> _WHAT TO WORK ON_
Would you output the lines from the one with "of the soap" through the last line of the material below, exactly, but without pictures?

══ MATERIAL ══

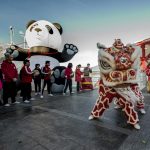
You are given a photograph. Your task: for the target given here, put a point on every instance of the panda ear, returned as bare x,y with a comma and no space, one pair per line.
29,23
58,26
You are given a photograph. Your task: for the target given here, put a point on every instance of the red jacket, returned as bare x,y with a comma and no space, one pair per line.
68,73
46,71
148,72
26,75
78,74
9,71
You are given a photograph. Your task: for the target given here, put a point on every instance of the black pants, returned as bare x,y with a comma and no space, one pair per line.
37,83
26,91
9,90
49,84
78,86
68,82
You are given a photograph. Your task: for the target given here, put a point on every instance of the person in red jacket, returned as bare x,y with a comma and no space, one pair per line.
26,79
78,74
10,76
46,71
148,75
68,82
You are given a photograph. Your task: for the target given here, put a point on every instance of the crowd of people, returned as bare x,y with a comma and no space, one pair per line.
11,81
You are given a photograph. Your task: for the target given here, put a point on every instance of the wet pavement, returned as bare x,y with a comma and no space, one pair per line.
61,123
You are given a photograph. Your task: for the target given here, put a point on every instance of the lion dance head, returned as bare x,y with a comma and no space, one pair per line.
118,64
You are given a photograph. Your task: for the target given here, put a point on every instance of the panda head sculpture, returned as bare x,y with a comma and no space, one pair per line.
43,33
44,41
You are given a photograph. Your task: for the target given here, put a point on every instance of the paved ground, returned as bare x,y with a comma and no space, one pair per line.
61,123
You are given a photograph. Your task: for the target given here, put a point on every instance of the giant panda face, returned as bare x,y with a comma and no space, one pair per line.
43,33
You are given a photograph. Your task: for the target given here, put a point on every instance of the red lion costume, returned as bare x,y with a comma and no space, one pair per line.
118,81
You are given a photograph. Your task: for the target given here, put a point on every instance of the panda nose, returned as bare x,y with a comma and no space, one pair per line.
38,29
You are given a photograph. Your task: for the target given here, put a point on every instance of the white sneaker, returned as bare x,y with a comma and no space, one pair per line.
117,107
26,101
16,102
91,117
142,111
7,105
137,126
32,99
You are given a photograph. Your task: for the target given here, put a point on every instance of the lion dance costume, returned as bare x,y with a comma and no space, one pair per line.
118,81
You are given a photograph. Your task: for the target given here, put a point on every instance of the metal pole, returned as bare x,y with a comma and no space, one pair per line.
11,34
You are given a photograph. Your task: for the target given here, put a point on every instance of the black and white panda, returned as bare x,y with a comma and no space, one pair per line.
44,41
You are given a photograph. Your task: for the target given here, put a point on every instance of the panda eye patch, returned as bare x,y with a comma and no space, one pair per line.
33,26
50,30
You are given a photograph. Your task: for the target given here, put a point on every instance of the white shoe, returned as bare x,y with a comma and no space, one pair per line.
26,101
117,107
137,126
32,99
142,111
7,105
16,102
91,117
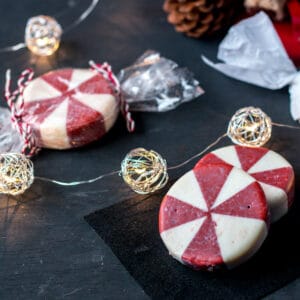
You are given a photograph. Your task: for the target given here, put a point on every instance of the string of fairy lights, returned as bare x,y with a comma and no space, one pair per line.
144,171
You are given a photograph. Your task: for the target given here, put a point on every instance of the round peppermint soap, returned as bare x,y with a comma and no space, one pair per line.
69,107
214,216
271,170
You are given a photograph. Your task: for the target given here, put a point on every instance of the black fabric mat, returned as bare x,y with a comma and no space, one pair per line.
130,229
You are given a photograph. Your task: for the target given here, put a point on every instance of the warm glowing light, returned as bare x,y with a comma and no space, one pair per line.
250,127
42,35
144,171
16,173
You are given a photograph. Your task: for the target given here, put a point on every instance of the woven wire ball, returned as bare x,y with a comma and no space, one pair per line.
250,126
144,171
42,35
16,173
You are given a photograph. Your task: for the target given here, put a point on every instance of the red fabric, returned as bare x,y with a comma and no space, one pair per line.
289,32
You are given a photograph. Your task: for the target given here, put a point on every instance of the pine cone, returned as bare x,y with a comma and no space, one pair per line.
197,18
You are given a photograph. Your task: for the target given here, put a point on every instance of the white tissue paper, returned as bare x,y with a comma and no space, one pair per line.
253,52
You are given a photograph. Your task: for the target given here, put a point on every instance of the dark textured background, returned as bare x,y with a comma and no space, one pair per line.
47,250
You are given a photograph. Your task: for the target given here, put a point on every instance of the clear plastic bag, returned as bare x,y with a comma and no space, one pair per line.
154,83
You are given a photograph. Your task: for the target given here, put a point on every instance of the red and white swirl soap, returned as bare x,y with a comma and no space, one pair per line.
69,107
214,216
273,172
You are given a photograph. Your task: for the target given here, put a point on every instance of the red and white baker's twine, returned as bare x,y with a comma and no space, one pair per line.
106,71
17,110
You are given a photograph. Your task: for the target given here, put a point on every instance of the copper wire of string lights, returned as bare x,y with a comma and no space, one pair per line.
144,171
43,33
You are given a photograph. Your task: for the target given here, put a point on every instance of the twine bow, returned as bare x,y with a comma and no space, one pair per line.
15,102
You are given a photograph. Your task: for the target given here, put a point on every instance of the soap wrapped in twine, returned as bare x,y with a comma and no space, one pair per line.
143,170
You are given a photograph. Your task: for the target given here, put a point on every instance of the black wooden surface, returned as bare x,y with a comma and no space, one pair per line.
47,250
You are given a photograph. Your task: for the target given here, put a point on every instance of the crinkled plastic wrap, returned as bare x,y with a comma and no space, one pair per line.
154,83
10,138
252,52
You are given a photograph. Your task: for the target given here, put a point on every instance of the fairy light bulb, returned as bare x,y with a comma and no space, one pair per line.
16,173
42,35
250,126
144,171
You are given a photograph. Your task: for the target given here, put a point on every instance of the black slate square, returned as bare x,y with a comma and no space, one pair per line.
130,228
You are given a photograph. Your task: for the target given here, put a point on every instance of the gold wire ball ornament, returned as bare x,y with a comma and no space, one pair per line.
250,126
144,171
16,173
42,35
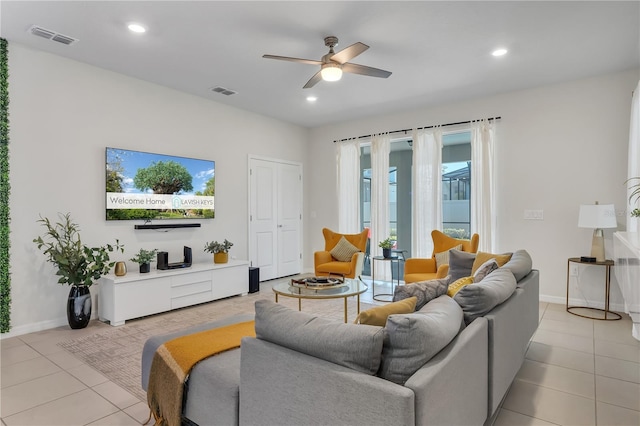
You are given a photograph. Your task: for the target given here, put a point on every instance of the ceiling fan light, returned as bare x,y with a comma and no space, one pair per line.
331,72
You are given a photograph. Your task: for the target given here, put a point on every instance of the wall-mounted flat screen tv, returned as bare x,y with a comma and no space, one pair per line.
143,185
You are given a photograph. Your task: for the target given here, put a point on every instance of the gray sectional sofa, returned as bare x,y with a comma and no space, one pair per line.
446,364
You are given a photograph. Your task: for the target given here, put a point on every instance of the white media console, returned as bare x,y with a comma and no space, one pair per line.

═══

> _WRITTEN ANSWER_
You are given a photograph. Your task: for the target given here, put a point on every instance of the soap wrapped in twine, returned as bare x,y with a comma and no space, one pair per line.
143,170
You are given a photograph. Your task: for the target given here, put a point on every instance of the black wooden surface, returned as bare x,y with a comma and no space, one pair per line.
47,250
You are given a photograph. Your task: for the target given here, put a point on every instance of the crinkled plastic wrap, returned as bare x,y with a comma and no space, one pair per line.
154,83
10,138
252,52
You are given a photograph. Your task: for the target given here, put a point on every instance of the fairy light bulb, returned as bare x,y with a comma and no space, one pair per line.
16,173
42,35
250,126
144,171
You are given a photograph. Your task: for the target given here, put a point on every instance of the black slate square, returned as bare x,y with a comma and no space, one pair per line.
130,228
You are given a photograph. Your task: for the target given here, put a point on every instance of the gold wire ball ornament, returned as bare x,y with a comma and no space, one pair per line.
250,126
144,171
16,173
42,35
You are given a photograph. Your task: for the target given here, put a point on every instance of the ceiling fan light, returned as bare x,y with a comma and no space, one pair per line.
331,72
You are given a photograph. Your task: for the target given here, put a point on every instance of the wall-mounted flat screen tv, returned as bare x,y with a comma and no space, one pair per line.
143,185
You are given a photograph. Your task: for the target given here, put a point on every instance of the gray sectional sofa, returned as bare x,y with a comma and no space, one pair per line.
446,364
You are given a photograph. Your task: for the target given here, put a point on every instance of the white media console, returned as bare x,y with a comma and no space, one pair per line.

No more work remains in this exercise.